Activity:
Only the number is requested. Tally the lines of the data that hold the string "part".

Records contained in a dataset
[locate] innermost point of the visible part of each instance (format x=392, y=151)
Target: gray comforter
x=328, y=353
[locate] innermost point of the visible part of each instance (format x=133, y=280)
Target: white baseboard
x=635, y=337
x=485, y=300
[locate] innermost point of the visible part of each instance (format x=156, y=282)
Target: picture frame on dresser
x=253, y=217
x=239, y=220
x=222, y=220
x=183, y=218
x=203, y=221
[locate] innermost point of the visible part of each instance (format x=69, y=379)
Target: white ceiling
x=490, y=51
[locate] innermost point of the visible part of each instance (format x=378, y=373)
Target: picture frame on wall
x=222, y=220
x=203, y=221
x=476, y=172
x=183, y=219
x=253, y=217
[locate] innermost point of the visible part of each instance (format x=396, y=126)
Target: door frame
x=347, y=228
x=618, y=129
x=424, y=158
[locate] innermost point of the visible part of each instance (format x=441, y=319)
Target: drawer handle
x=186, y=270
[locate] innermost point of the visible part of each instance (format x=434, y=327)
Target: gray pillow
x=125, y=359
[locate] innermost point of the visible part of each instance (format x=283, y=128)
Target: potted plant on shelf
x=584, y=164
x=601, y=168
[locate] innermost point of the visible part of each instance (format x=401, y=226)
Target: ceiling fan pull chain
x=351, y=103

Answer to this problem:
10